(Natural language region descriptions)
*-*-*

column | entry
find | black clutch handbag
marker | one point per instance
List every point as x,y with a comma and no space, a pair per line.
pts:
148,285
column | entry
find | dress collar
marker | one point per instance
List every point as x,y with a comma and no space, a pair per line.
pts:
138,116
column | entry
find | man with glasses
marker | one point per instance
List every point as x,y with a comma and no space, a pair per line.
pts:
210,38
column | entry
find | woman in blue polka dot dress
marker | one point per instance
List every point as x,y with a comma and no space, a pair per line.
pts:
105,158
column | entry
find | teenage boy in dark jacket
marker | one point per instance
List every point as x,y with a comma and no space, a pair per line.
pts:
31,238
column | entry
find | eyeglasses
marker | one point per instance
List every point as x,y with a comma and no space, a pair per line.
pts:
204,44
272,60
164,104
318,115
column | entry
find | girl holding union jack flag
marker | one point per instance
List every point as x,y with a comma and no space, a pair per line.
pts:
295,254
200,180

*-*-*

DESCRIPTION OF THE TASK: Reproduce every line from the entries that holds the word "find".

ANSWER TO THE EXERCISE:
find | black clutch handbag
find | dress collar
find | man with glasses
find | woman in blue polka dot dress
find | teenage boy in dark jacket
find | eyeglasses
find | girl holding union jack flag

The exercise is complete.